— PAGE EXTRACT —
How is data written?
The DataStax Enterprise database processes data at several stages on the write path, starting with the immediate logging of a write and ending in with a write of data to disk:
-
Logging data in the commit log
-
Writing data to the memtable
-
Flushing data from the memtable
-
Storing data on disk in SSTables
The time stamp for all writes is UTC (Universal Time Coordinated). |
Logging writes and memtable storage
When a write occurs, the database stores the data in a memory structure called memtable.
To provide configurable durability, the database also appends writes to the commit log on disk.
When commitlog_syncis set to sync
, the commit log receives every write made to a node.
These durable writes survive permanently even if power fails on a node.
The memtable is a write-back cache of data partitions that the database looks up by key.
The memtable stores write operations in sorted order until reaching a configurable limit, and then is flushed.
Flushing data from the memtable
To flush data from the memtable, the database writes data to disk in the memtable-sorted order. A partition index is also created on the disk that maps the tokens to a location on disk.
When the memtable content exceeds the configurable threshold, or the commitlog space exceeds the commitlog_total_space_in_mb, the memtable is put in a queue that is flushed to disk. If the data to be flushed exceeds the memtable_cleanup_threshold (which is automatically calculated), the database blocks writes until the next flush succeeds.
You can manually flush a table using nodetool flush or nodetool drain (flushes memtables without listening for connections to other nodes). To reduce the commit log replay time, DataStax recommends flushing the memtable before you restart the nodes. If a node stops working, replaying the commit log restores the writes to the memtable that were there before the node stopped.
Purging commit log segments
The database uses the commit log to rebuild memtables during startup to recover after a crash. During normal operation the commit log is divided into segments. Writes are recorded in order and new segments are created when the current segment reaches the commitlog_segment_size_in_mb. The database purges commit log segments only after all the data in a segment has been flushed to disk from the memtable. If the commit log directory reaches the maximum size (commitlog_total_space_in_mb), the oldest segments are purged and the corresponding tables are flushed to disk.

Shape labeling records
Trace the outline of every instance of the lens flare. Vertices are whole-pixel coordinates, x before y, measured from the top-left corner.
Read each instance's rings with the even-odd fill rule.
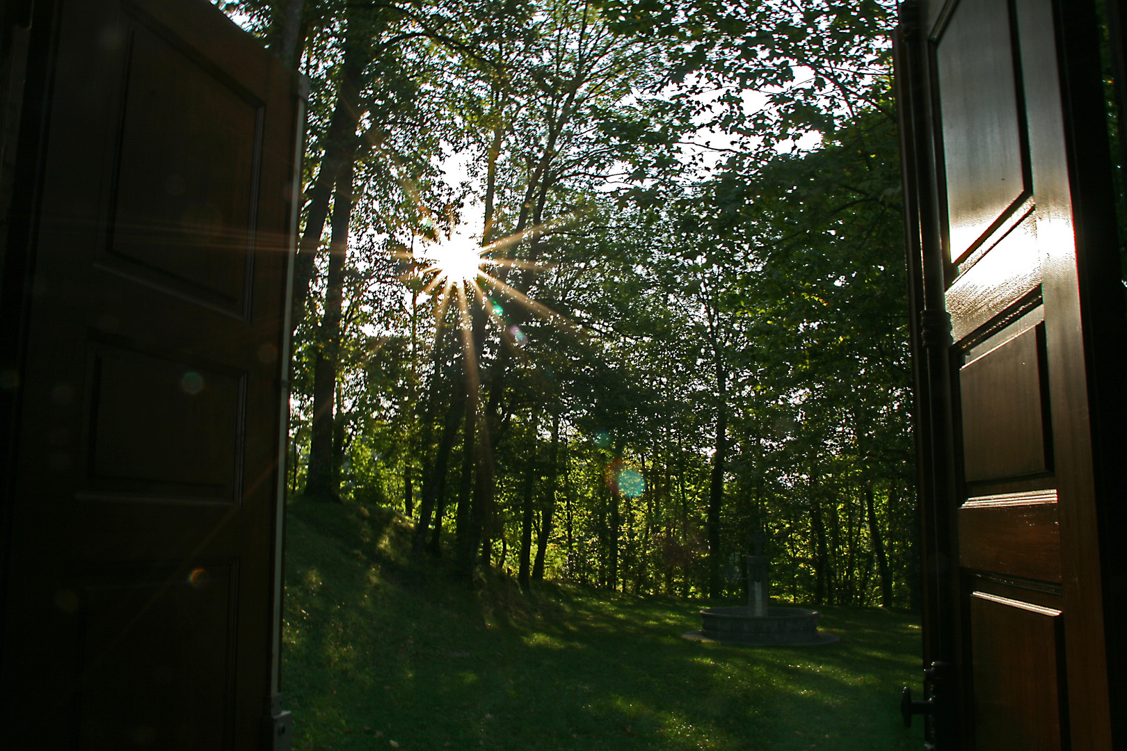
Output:
[[[482,250],[473,238],[455,233],[428,244],[423,257],[431,262],[431,268],[451,281],[473,281],[481,275]]]
[[[646,492],[646,479],[637,470],[629,467],[619,473],[619,492],[627,498],[638,498]]]

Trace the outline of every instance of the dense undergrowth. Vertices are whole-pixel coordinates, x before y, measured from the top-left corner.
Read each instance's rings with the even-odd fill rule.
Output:
[[[471,589],[415,562],[410,521],[290,504],[283,691],[296,749],[900,749],[916,619],[822,608],[842,641],[735,647],[681,638],[702,600],[507,575]],[[730,604],[730,602],[729,602]]]

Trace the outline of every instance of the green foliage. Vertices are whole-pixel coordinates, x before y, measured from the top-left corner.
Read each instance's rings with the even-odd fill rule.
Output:
[[[273,38],[274,6],[229,5]],[[432,540],[480,533],[486,560],[520,570],[543,539],[548,578],[639,594],[739,593],[720,569],[765,530],[781,597],[915,605],[894,16],[872,0],[308,2],[307,187],[348,29],[371,47],[343,495],[419,516],[433,491]],[[459,293],[424,250],[468,223],[492,278]],[[319,263],[295,339],[294,491]]]

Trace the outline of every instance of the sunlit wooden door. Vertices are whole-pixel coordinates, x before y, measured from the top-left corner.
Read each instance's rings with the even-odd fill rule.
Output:
[[[0,748],[257,750],[294,80],[205,0],[36,2],[21,34]]]
[[[1125,748],[1122,286],[1098,18],[904,3],[934,748]]]

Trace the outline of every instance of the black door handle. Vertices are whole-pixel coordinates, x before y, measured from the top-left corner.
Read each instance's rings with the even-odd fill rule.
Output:
[[[904,718],[904,726],[912,727],[912,715],[930,715],[934,708],[932,701],[934,699],[913,699],[912,689],[905,686],[900,697],[900,717]]]

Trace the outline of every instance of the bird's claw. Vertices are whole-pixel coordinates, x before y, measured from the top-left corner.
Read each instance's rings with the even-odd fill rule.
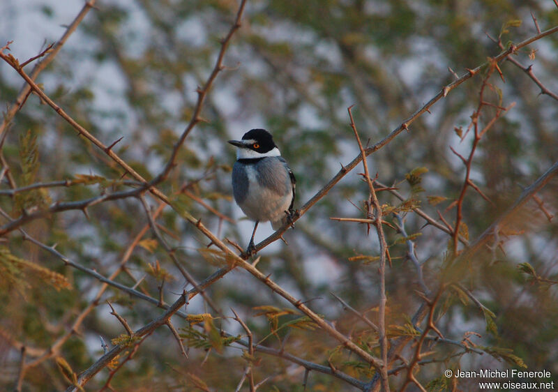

— THINGS TO DO —
1: Condense the paragraph of the write-path page that begins "The database uses the commit log to rebuild memtables" into a short bulleted list that keeps its main facts.
2: Reproduce the portion of the write-path page starting at "When commitlog_syncis set" and ending at "then is flushed.", without changing a word.

— THE SOLUTIONS —
1:
- At startup, the database uses the commit log to rebuild memtables and recover after a crash.
- During normal operation, the commit log is divided into segments.
- Writes are recorded in order, and a new segment is created when the current one reaches commitlog_segment_size_in_mb.
- A segment is purged only after all its data has been flushed from the memtable to disk.
- If the commit log directory reaches its maximum size (commitlog_total_space_in_mb), the oldest segments are purged and the corresponding tables are flushed to disk.

2:
When commitlog_syncis set to sync
, the commit log receives every write made to a node.
These durable writes survive permanently even if power fails on a node.
The memtable is a write-back cache of data partitions that the database looks up by key.
The memtable stores write operations in sorted order until reaching a configurable limit, and then is flushed.